ИСХОДНЫЙ ОТРЫВОК
● ● ●
Механизм бесконечного разворачивания смыслов отражен в стихотворении представительницы символизма З. Гиппиус «Швея» (1901):
Уж третий день ни с кем не говорю…
А мысли – жадные и злые.
Болит спина; куда ни посмотрю —
Повсюду пятна голубые.
Церковный колокол гудел; умолк;
Я всё наедине с собою.
Скрипит и гнется жарко-алый шелк
Под неумелою иглою.
На всех явлениях лежит печать.
Одно с другим как будто слито.
Приняв одно – стараюсь угадать
За ним другое, – то, что скрыто.
И этот шелк мне кажется – Огнем.
И вот уж не огнем – а Кровью.
А кровь – лишь знак того, что мы зовем
На бедном языке – Любовью.
Любовь – лишь звук… Но в этот поздний час
Того, что дальше, – не открою.
● ● ●
УСЛОВИЕ ЗАДАНИЯ
Перепишите отрывок о стихотворении «Швея» целиком, без единого изменения, сохранив все строки и знаки препинания.

РАЗДЕЛ ДАННЫХ
● ● ●
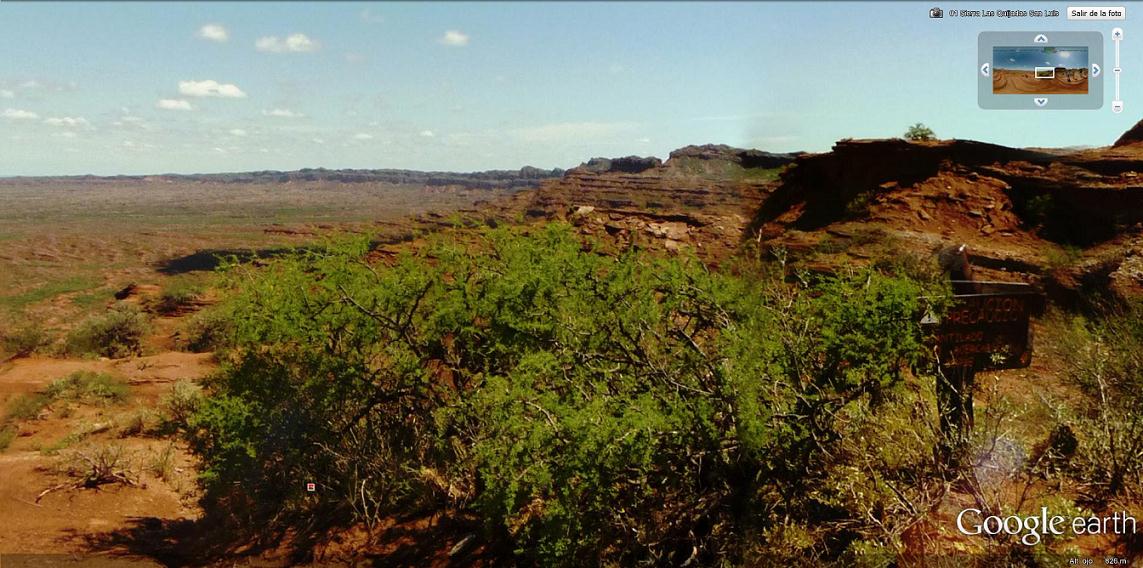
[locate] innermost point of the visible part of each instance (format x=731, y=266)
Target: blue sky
x=143, y=88
x=1028, y=58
● ● ●
ВЫПОЛНЕННОЕ УПРАЖНЕНИЕ
Механизм бесконечного разворачивания смыслов отражен в стихотворении представительницы символизма З. Гиппиус «Швея» (1901):
Уж третий день ни с кем не говорю…
А мысли – жадные и злые.
Болит спина; куда ни посмотрю —
Повсюду пятна голубые.
Церковный колокол гудел; умолк;
Я всё наедине с собою.
Скрипит и гнется жарко-алый шелк
Под неумелою иглою.
На всех явлениях лежит печать.
Одно с другим как будто слито.
Приняв одно – стараюсь угадать
За ним другое, – то, что скрыто.
И этот шелк мне кажется – Огнем.
И вот уж не огнем – а Кровью.
А кровь – лишь знак того, что мы зовем
На бедном языке – Любовью.
Любовь – лишь звук… Но в этот поздний час
Того, что дальше, – не открою.